►

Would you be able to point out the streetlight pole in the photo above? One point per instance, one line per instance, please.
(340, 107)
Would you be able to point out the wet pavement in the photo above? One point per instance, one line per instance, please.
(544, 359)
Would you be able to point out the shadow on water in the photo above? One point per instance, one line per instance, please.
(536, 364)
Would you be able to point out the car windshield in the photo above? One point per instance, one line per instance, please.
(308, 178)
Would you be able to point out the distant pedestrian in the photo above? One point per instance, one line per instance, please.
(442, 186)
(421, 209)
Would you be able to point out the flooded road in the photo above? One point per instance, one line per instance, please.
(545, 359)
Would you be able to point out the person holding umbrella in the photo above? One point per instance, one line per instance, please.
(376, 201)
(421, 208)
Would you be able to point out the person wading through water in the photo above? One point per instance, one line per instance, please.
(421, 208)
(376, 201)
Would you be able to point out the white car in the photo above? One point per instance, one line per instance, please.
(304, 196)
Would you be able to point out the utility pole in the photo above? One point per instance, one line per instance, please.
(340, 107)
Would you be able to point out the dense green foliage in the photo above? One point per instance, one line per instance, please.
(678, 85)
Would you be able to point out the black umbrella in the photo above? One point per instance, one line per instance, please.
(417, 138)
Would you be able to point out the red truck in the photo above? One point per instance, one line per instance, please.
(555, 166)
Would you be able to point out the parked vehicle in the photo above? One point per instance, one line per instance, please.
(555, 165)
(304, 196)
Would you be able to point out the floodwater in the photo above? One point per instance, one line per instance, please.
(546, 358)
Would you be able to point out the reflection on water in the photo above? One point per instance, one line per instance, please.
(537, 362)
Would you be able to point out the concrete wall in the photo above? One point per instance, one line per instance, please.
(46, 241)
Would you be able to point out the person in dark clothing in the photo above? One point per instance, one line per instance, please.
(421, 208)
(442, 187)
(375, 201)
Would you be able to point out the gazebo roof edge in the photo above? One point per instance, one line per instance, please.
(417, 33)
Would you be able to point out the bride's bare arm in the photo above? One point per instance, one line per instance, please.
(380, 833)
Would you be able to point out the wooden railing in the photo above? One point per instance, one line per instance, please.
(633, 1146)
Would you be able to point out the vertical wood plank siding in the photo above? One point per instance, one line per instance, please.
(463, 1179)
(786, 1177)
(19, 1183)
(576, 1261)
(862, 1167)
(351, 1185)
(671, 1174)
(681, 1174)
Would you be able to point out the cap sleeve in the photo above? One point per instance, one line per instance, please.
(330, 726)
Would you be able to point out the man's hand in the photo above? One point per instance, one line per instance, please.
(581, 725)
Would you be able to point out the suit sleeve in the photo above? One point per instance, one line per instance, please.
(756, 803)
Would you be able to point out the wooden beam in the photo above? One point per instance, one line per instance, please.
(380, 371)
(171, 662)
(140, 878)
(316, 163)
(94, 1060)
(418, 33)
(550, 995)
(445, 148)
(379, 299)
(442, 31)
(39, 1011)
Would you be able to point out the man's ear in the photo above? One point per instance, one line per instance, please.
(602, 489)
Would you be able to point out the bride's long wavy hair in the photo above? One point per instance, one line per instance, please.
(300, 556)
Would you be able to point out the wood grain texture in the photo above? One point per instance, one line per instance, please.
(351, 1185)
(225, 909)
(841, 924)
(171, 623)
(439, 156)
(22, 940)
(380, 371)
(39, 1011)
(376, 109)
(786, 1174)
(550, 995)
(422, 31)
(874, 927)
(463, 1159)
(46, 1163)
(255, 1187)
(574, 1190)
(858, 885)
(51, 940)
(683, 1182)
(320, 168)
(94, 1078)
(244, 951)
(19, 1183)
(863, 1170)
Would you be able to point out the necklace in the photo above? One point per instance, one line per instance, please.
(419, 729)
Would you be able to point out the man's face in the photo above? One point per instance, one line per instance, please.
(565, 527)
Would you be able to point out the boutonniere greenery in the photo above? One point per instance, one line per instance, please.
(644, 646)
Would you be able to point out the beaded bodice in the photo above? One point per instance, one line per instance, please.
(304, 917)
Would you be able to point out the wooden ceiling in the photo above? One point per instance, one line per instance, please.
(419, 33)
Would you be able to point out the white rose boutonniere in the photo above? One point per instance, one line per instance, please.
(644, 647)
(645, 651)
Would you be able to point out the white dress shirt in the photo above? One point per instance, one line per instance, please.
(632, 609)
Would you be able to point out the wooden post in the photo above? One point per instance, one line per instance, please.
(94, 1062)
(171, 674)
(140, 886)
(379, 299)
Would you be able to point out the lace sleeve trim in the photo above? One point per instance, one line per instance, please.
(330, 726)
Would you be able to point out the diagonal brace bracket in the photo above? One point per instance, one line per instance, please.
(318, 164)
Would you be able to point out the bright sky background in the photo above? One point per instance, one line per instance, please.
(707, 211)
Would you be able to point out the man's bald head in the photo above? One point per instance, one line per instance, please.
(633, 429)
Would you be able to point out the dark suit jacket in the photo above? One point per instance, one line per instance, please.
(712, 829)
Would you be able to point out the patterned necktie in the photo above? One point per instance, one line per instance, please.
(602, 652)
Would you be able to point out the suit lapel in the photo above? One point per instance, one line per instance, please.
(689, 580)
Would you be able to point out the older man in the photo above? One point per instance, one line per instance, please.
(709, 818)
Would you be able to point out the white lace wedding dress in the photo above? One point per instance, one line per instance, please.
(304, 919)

◄

* Your instructions
Character for character, output the whole material above.

* Answer
Would you be able to point out the streetlight pole in the photo above? One point per instance, one line per instance, please.
(340, 107)
Would you be able to point out the wet pavement in the photo above? One point per instance, one line per instance, please.
(544, 359)
Would you be able to point out the shadow on water in the photo above? One point per instance, one line per instance, please.
(536, 364)
Would you be able to point out the car windshield in the photo above? One point per instance, one line per instance, please.
(308, 178)
Would you be able to point out the distant pedestrian in the photo above? One point per instance, one line per instance, please.
(442, 186)
(421, 209)
Would you be able to point out the flooded road in the photo above? One point per instance, one line per instance, please.
(545, 359)
Would you be able to point out the person holding umbrella in the photo above? One point per instance, one line per instance, please.
(376, 201)
(421, 208)
Would you be able to point out the person wading through water in the photo above? One point per instance, one line per instance, please.
(421, 208)
(376, 201)
Would you be able to point out the white car in the photo above? One point per instance, one line per instance, please.
(304, 196)
Would you be able to point out the utility pole in the photo above? One point per instance, one line per instance, please.
(340, 107)
Would you be able to point out the dense green foliage in the photo above? One point per instance, one line per instance, please.
(678, 85)
Would you be able to point out the black umbrella in the photo above? One point per instance, one line per instance, please.
(417, 138)
Would you be able to point out the red truck in the photo above? One point per instance, one line per instance, please.
(555, 166)
Would you be able to point out the parked vehicle in the photo above? One point per instance, one line per instance, please.
(555, 165)
(304, 196)
Would you be able to point out the floodwater in the photo above? One point per instance, one line per instance, please.
(546, 358)
Would you be able to point out the reflection on water in the photo above? One point per instance, one line per instance, please.
(537, 362)
Would you be able to point out the concrete wall in the photo above? One point per instance, one line per instance, please.
(46, 241)
Would you be able to point out the person in dark clothing in the photo above? One point per instance, one line per instance, please.
(421, 208)
(442, 187)
(375, 201)
Would you be able to point out the gazebo roof edge in the photo above? One point per instance, one line per instance, please.
(417, 33)
Would you be able to point out the bride's bare arm in the photo above? One point per instance, one line per instance, please.
(380, 833)
Would you be able to point out the wooden railing in the photo above? One point per instance, one line per instance, please.
(633, 1146)
Would you be able to point out the vertical wood plank siding in the photo above? One point per instance, one line per instance, please.
(463, 1179)
(786, 1177)
(19, 1183)
(576, 1261)
(862, 1167)
(351, 1185)
(671, 1174)
(681, 1174)
Would you be able to point out the cap sleeve in the photo above? One point per instance, one line per instance, please.
(330, 726)
Would you be able to point out the man's hand in the photo above? One point per instance, one line per instance, please.
(581, 725)
Would you be able to point out the suit sleeve in the photo above? One point per instance, one line per instance, please.
(756, 803)
Would you be able to point out the wooden beam in the photo above? One point per instance, one line per instance, please.
(380, 371)
(171, 662)
(140, 878)
(316, 163)
(94, 1060)
(418, 33)
(550, 995)
(445, 148)
(379, 299)
(442, 31)
(39, 1011)
Would you be able to point out the man's ear in the photo above? One point per instance, one line per instance, please.
(602, 489)
Would you be able to point out the bride's long wavy hair in the photo above? One point per instance, one line per instance, please.
(300, 556)
Would you be able to point out the wood grain texture in the photo above? One point per instance, one line per instance, please.
(351, 1185)
(225, 909)
(841, 924)
(171, 623)
(439, 156)
(22, 940)
(380, 371)
(39, 1011)
(376, 109)
(786, 1174)
(550, 995)
(422, 31)
(874, 927)
(463, 1159)
(46, 1163)
(255, 1187)
(574, 1190)
(858, 885)
(51, 940)
(683, 1182)
(320, 168)
(94, 1078)
(244, 951)
(19, 1183)
(863, 1170)
Would you be able to point out the necklace in the photo above? One point per instance, one line per instance, please.
(419, 729)
Would you be able to point out the man's face in the photo above? One point per instance, one line per instance, please.
(565, 527)
Would you be able to point out the boutonniere greenery in the photo above? One point per instance, one line per instance, please.
(644, 646)
Would you be able to point out the beaded bodice in the photo above? One point per instance, one line per instance, please.
(304, 917)
Would you be able to point out the wooden ceiling in the photo above? One point per instance, one line per instance, please.
(419, 33)
Would you be able to point out the white rose boutonniere in the photo above? One point per instance, one line per instance, please.
(644, 647)
(645, 651)
Would you be able to point out the white dress shirt in the photo above? One point per instance, one line per instance, please.
(632, 609)
Would you be able to point out the wooden post in the photo above? One point per instance, one line per instance, please.
(94, 1062)
(171, 674)
(140, 886)
(379, 299)
Would you be able to point out the lace sleeve trim in the photo above? One point per instance, one line per instance, please.
(330, 726)
Would you be able to point out the diagonal brace bracket in the photo above? One point per instance, one line per instance, please.
(318, 164)
Would you be able to point out the bright sky background in the photo above? One point per instance, one line per instance, please.
(707, 211)
Would you be able to point out the man's bald head in the photo above? One point per instance, one line per instance, please.
(633, 429)
Would you be able to point out the dark suit jacket in the photo above? One point per instance, one line per instance, please.
(712, 829)
Would you be able to point out the patterned necktie in the photo above? One point per instance, one line per instance, please.
(602, 652)
Would you be able to point out the suit lapel in the photo above? One point per instance, one line per instance, please.
(689, 580)
Would you be able to point out the older man in the photo above? One point per instance, one line per instance, please.
(709, 818)
Would you be able to point out the white lace wedding dress in the photo above? One point per instance, one line per instance, please.
(304, 919)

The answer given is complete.